[Begin]

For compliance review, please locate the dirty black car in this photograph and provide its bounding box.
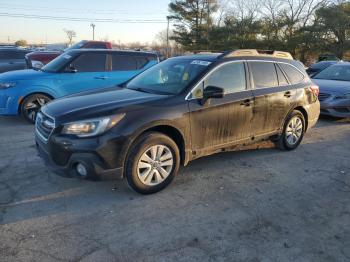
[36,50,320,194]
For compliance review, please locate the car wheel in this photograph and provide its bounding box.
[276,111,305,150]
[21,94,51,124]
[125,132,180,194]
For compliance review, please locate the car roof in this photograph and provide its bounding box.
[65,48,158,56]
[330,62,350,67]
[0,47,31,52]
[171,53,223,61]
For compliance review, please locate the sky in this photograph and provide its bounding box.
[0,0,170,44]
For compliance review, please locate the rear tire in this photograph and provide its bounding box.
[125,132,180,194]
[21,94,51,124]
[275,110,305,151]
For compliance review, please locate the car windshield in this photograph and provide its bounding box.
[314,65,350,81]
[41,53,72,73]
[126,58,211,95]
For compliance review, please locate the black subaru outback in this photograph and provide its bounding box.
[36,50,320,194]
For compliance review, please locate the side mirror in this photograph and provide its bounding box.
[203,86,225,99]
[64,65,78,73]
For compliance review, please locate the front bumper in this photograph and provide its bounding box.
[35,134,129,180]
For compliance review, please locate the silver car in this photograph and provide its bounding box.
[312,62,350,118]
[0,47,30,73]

[End]
[Begin]

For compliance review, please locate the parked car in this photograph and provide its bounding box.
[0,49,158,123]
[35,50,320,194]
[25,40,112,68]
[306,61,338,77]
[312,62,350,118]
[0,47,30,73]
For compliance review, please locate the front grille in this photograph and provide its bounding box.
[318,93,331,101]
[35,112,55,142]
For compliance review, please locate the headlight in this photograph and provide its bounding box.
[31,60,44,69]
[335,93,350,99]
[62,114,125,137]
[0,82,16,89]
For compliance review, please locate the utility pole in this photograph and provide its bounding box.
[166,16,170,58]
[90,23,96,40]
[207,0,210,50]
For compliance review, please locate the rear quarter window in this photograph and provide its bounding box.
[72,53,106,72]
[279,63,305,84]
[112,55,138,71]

[End]
[Begin]

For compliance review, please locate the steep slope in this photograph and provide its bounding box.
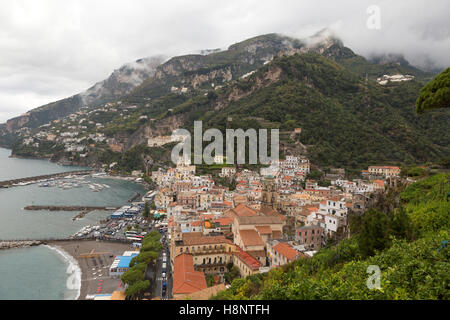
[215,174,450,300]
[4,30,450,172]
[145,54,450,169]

[End]

**Exercise**
Render the data that begins at the line containing "For compliance review, please locate the headlight" and stops after the line containing "[112,55,138,71]" as a two-column CSV headed input and output. Give each line of text its own row with the answers beneath it as the output, quoting every field and replacing line breaks with spaces.

**Reply to the exercise**
input,output
"For compliance review, please locate the headlight in this photograph and provide its bounding box.","[31,60,44,69] [335,93,350,99] [62,114,125,137] [0,82,16,89]"
"For compliance review, please locate the utility pole in this photograph and provide its bounding box.","[166,16,170,58] [90,23,96,40] [207,0,210,50]"
"For compliance review, please locate the rear quarter window in this photograph and provide its bounding box.","[72,53,106,72] [279,63,305,84] [112,55,138,71]"